*** Opening Provided entries ***

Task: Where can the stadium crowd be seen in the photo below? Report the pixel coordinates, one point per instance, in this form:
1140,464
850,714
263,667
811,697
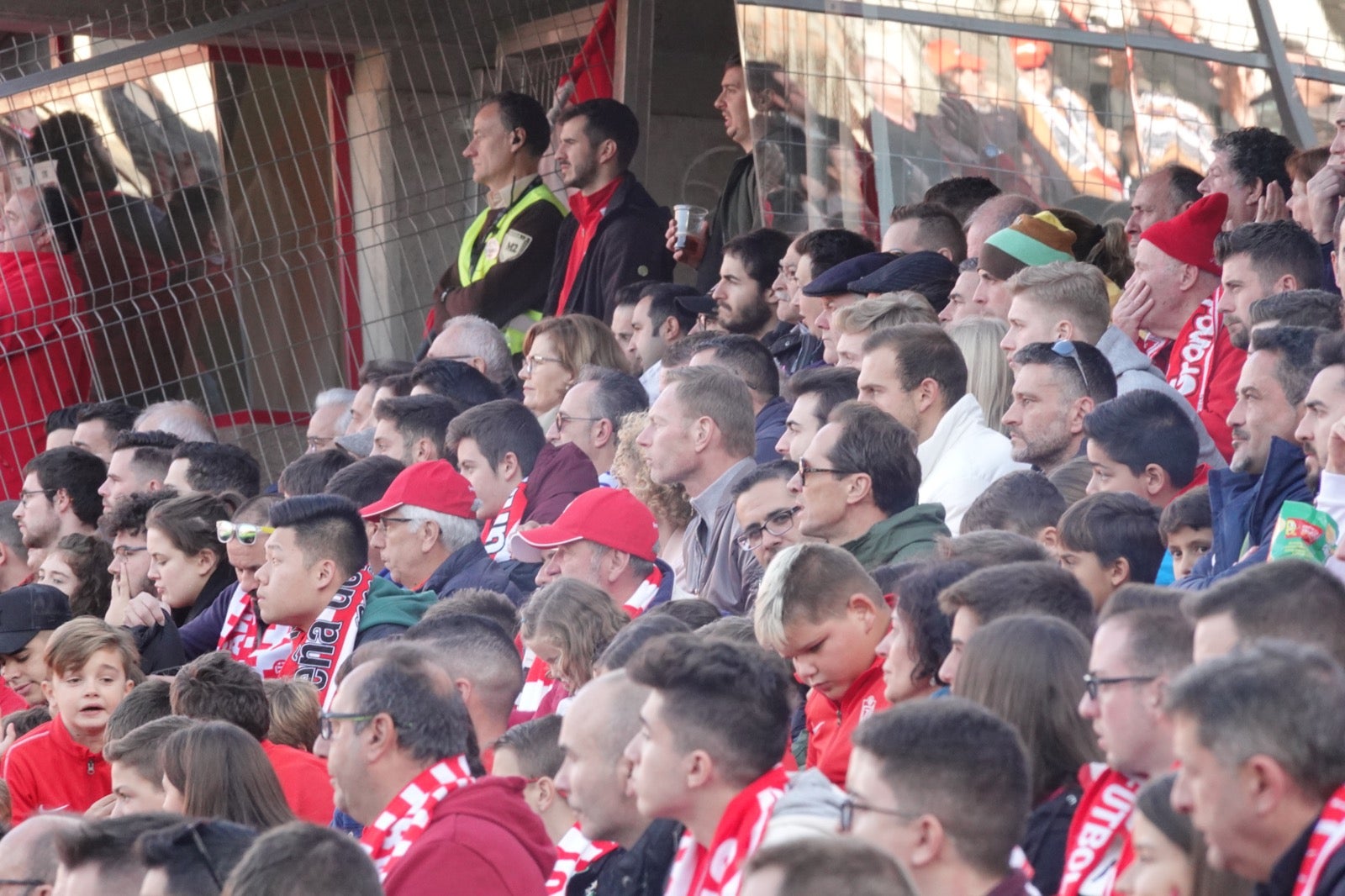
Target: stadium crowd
997,559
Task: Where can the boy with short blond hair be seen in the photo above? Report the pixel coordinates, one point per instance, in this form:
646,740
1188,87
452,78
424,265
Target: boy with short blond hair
60,766
818,609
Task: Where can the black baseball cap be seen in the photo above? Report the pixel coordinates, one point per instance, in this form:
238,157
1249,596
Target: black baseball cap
27,609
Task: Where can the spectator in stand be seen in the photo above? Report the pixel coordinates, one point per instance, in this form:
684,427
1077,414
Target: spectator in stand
98,427
494,275
1068,300
815,394
1056,387
1261,260
215,770
202,466
1231,716
1010,589
1142,443
60,498
1111,540
427,533
752,363
1136,656
739,210
767,512
615,232
217,688
592,412
412,428
1172,296
1268,466
957,774
820,609
858,488
1029,672
1248,165
139,463
555,353
91,667
183,419
42,327
477,342
1309,609
703,435
1161,195
398,737
701,689
605,539
926,228
658,322
918,376
330,419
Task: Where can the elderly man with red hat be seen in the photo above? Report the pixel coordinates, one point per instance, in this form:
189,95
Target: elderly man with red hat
427,532
609,540
1174,296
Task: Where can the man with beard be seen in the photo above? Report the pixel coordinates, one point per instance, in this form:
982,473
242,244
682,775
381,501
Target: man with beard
746,276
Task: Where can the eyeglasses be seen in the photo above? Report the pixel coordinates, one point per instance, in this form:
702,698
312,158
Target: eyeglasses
324,721
533,361
1066,349
1093,683
851,806
245,533
804,472
564,420
777,524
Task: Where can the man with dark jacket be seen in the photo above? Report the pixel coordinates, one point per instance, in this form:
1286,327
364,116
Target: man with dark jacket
615,232
428,535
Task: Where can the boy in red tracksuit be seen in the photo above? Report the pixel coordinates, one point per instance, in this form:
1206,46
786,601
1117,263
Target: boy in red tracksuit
818,609
60,766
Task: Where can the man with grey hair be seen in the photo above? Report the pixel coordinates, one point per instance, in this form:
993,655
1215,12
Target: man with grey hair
703,436
331,416
29,851
398,739
592,412
477,342
183,419
427,532
1261,741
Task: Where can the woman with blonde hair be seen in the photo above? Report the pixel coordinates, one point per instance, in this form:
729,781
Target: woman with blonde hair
568,625
670,506
989,377
555,350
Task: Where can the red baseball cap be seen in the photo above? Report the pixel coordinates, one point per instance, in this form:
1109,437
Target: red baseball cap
611,517
432,485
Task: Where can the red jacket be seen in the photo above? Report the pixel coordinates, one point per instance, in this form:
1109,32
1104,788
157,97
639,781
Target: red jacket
304,779
831,724
46,770
45,366
482,840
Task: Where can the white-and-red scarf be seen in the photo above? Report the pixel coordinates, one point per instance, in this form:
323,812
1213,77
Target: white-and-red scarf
1327,837
397,828
1098,831
266,651
573,855
495,535
717,871
316,654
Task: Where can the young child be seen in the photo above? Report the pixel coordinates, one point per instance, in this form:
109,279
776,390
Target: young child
820,609
1188,529
138,768
29,614
1109,540
60,766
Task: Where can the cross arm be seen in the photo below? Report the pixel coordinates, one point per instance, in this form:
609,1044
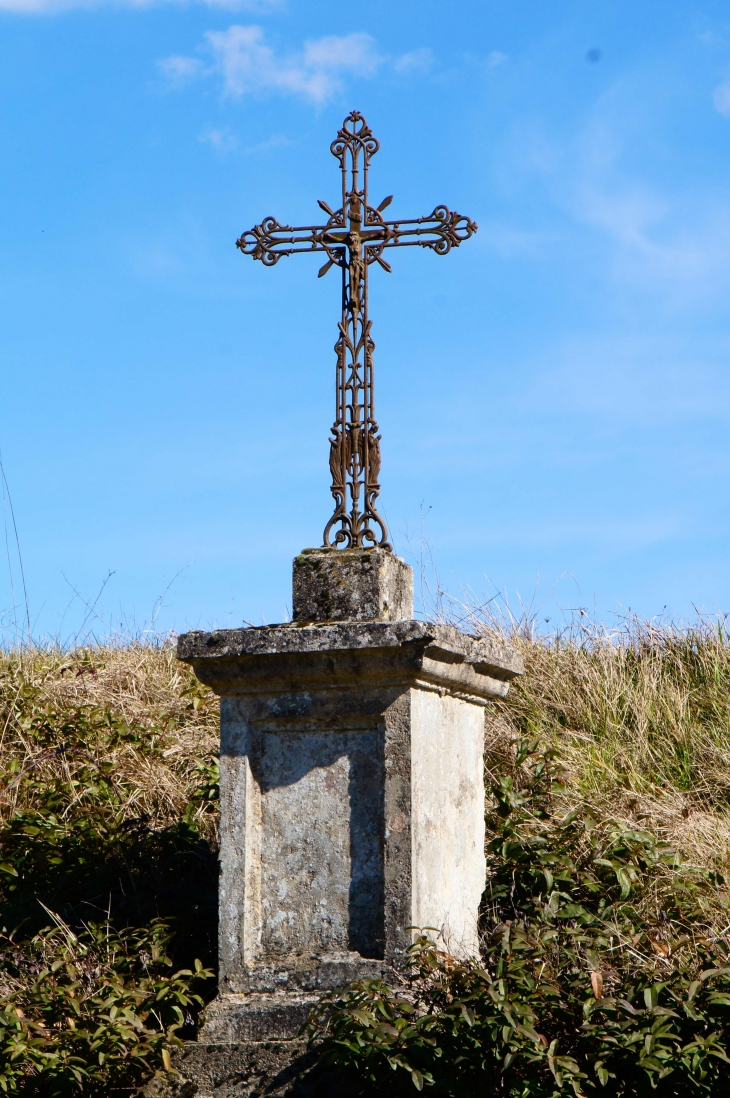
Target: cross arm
441,231
270,241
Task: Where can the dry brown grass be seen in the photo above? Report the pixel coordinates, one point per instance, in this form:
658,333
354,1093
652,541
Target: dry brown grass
130,710
641,719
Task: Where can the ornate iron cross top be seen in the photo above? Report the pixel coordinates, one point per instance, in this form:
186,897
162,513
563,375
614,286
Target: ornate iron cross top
355,236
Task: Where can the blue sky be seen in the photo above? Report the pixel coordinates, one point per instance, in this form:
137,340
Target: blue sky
553,396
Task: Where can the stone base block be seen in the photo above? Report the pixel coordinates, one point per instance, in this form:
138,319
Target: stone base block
248,1070
236,1018
351,585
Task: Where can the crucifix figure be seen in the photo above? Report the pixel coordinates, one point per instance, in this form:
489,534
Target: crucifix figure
355,236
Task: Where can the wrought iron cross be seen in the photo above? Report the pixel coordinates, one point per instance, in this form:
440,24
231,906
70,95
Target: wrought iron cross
355,236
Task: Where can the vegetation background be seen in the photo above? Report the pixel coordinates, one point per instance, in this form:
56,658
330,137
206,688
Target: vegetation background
109,815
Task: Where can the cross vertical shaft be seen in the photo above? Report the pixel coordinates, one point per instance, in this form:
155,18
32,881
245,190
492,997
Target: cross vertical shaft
354,237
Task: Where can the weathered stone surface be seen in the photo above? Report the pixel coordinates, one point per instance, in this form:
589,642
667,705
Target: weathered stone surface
279,657
351,585
351,805
251,1070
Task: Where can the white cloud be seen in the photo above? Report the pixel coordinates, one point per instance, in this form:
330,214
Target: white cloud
495,59
249,66
222,141
721,98
180,70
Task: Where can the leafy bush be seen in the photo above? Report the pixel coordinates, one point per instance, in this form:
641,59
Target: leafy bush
108,866
90,1010
599,971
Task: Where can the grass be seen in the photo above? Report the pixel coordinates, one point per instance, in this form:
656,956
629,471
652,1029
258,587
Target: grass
640,716
109,768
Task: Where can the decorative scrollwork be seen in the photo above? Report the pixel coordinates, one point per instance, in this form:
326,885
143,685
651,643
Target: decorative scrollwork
355,236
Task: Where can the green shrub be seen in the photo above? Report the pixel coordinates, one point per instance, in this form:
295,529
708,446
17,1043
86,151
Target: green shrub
599,970
90,1012
108,818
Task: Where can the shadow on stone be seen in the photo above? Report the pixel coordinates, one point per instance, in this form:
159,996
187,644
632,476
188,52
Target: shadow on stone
253,1070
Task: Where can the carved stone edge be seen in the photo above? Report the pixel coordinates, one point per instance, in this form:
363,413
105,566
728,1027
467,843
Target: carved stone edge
438,656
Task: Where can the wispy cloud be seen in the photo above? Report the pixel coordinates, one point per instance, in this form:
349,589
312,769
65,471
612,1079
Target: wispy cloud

*** Closing Provided entries ***

§ **Problem**
Write out the entries above in full and exactly; no pictures.

§ **Written solution**
Task: Where can the stadium crowd be seen in the photo below? Report the pixel coordinates, one point per instance, in this form:
1140,464
850,714
263,667
811,697
Target: stadium crowd
997,559
Task: Where can the boy with short blond hair be seen in the photo above? Report the pixel coordinates, one point per instance, in this form:
646,740
1188,87
452,78
424,265
Target: boy with short blond hair
60,766
818,609
Task: Where can the black baseball cap be seen in the photo above? Report the pixel coordinates, one point per instance, in this form:
238,157
1249,596
Target: black baseball cap
27,609
Task: Where can the spectator in stand be seen in the photo above? Report the pixel coordinates, one point per instance, in this form:
684,427
1077,414
Target: spectator in stand
98,427
494,275
1068,300
815,394
1056,387
1261,260
215,770
202,466
1231,716
1010,589
1142,443
60,498
1111,540
427,533
752,363
1136,656
739,210
767,512
615,232
217,688
592,412
412,428
1172,296
1268,466
957,774
820,609
858,488
1029,672
1248,165
139,463
555,353
91,667
183,419
42,327
477,342
1309,609
703,435
1161,195
398,737
701,689
605,539
926,228
658,322
918,376
330,419
Task: Where can the elderly man with red hat be seen in the photo above? Report the pixel coordinates, one point per instance, in this form:
189,95
Target: elderly man with red hat
427,532
609,540
1174,296
Task: Where can the man with beard be seen in the photo above? Report the pixel coordinates, one point per instance, in this form:
982,473
242,244
682,775
381,501
Target: man with beard
746,276
Task: Where can the eyeglasses be seen in the photo above? Report the pixel coordinates, one point per instance, in this form:
702,698
312,158
Target: eyeglasses
324,721
533,361
1066,349
1093,683
851,806
245,533
804,472
564,420
777,524
Task: Where can the man with dark jacket be seen in the photo above? Report the pixel coordinates, one point per instance, in this form:
1286,327
364,116
Target: man with dark jacket
615,232
428,535
Task: Where can the boy in red tracksuit be seen in the photo above? Report the pixel coordinates, one point per instance, in this form:
1206,46
786,601
1117,263
Target: boy in red tracksuit
818,609
60,766
Task: Where can the man with grey hair be seen in the photo above? Report the pixel coordinates, one point per instance, in this form:
993,655
1215,12
Target: man with grey hair
703,436
331,416
29,851
398,739
592,412
477,342
183,419
427,532
1261,741
Task: Where can the woman with blonde hair be seen in the photo above? Report the pixel coordinates, one point per instance, in this form:
729,781
Target: woman with blonde hair
568,625
670,506
989,377
555,350
Task: Where can the red baseball cap be seen in the photo above? Report the pixel coordinates, one point per instance, in this form:
1109,437
Target: red baseball cap
611,517
432,485
Task: Where can the red jacket be seen in the photo above? Report the pixel coordinates, one point per instance, in this form:
1109,32
1104,788
157,97
639,781
Target: red jacket
304,779
831,724
46,770
45,366
482,840
Task: Where can the white-and-red scarf be seen in the photo above? Report the pixel coordinates, one point per instance, in this form:
323,812
1213,77
Target: white-and-red scarf
1327,837
397,828
1098,831
266,651
573,855
495,535
717,871
316,654
Task: Where can the young child be seen in the photo above? Report the pixel coordinates, one point per instance, in this form:
109,279
776,390
Target: young child
820,609
1188,529
138,768
29,614
1109,540
60,766
Task: Where can the cross arm be seen in the photo below? Report the pixel coordinates, one point per instance, in this form:
609,1044
Target: cross arm
441,231
270,241
Task: Where can the dry brown grass be seen in the photo above? Report the pixel coordinates, one point per instance, in this form:
658,333
354,1093
652,541
Target: dry brown grass
130,710
641,719
Task: Where can the ornate iron cross top be seen in the photo above? Report the pixel coordinates, one point per instance, in this form:
186,897
162,513
563,375
614,286
Target: ornate iron cross top
355,236
Task: Where can the blue sky be seen in the photo above? Report the pixel coordinates, one point per instance, in this form:
137,340
Target: blue sky
553,396
Task: Where can the stone base block be seen in the photo above? Report the pixel coordinates, one point per instance, in this form:
138,319
Target: stone base block
248,1070
236,1018
351,585
Task: Where can the crucifix figure be seen in the photo above? Report the pixel coordinates, one point per instance, in this form:
489,534
Target: crucifix figure
355,236
Task: Where can the wrought iron cross be seen in the photo above? Report the pixel coordinates, one point per instance, in this form:
440,24
231,906
70,95
Target: wrought iron cross
355,236
Task: Where can the vegetation background be seen in the photo above? Report the pixel coordinates, one point per instance, in this form:
56,658
330,137
206,688
Target: vegetation background
109,815
Task: Where can the cross vertical shaft be seen in the photo above? Report the pixel coordinates, one point per instance, in this form:
155,18
32,881
245,190
492,997
Target: cross vertical shaft
354,237
Task: Where can the weathered stone surface be seen in the photo above? Report the pixel coordinates, one point per instance, in this form:
589,642
667,705
Target: weathered stone surface
279,657
351,585
351,805
251,1070
Task: Where can the white cloud be seen in the photo above? Report the pixel coordinates, one point per instance, in this form:
330,214
Target: white cloud
495,59
249,66
222,141
721,98
180,70
Task: Where can the leafy bush be seen in the photo above? Report the pixel coordinates, one point per instance, in this form:
641,59
Target: leafy bush
108,866
90,1010
599,971
Task: Where can the grass be seen in the photo above? Report the pixel coordinates, one point per instance, in this form:
656,956
629,471
652,1029
258,587
Target: grass
640,716
109,768
Task: Where can the decorative scrollwork be seen in the photo above? Report the pixel coordinates, one point per instance, in this form:
326,885
143,685
651,643
Target: decorative scrollwork
355,236
Task: Where can the green shrub be seen in the photo above? Report the pixel coordinates, one point per instance, in this form:
295,529
708,446
17,1043
86,151
Target: green shrub
599,970
90,1012
108,818
Task: Where can the shadow on stone be seen in the photo above? Report the pixel coordinates, one point per instance, in this form:
159,996
187,644
632,476
188,52
Target: shadow on stone
253,1070
Task: Where can the carved stone edge be seen in the photo above? Report the pixel coordinates, one point per instance, in this form:
363,413
105,566
728,1027
467,843
Target: carved stone edge
438,656
Task: Where can the wispy cloud be seen in the photo above? Report the pixel coordinates, one point per instance, in this form:
349,589
312,769
65,471
612,1079
Target: wispy cloud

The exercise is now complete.